===== RECORDS

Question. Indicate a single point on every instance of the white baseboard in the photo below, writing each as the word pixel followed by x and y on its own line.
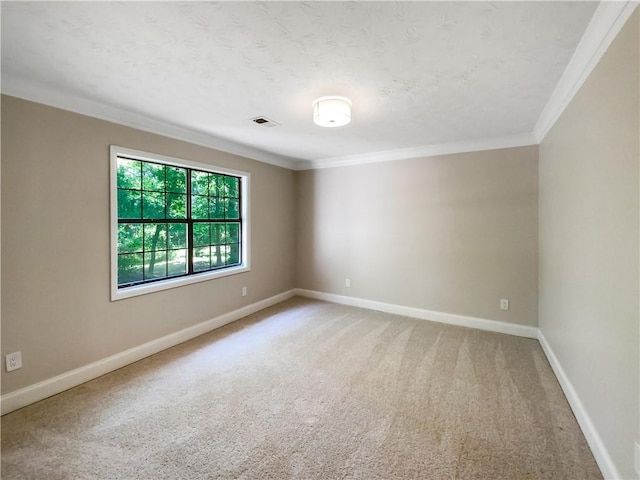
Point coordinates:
pixel 41 390
pixel 598 448
pixel 422 314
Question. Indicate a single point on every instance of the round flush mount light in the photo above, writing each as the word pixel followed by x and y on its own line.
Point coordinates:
pixel 332 111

==========

• [WHAT YOU WILL DO]:
Would you retype every record above exactly, leaving out the pictures?

• [RESPONSE]:
Question. Indicate a single point on every instance of the white baseboard in the photo below, writing each as the word pixel followed by x and y on its own line.
Point coordinates:
pixel 41 390
pixel 598 448
pixel 422 314
Question. Indicate a single point on every instance of the round flush mount light in the photo above, writing each as the word pixel followed by x and y on its own line.
Point coordinates:
pixel 332 111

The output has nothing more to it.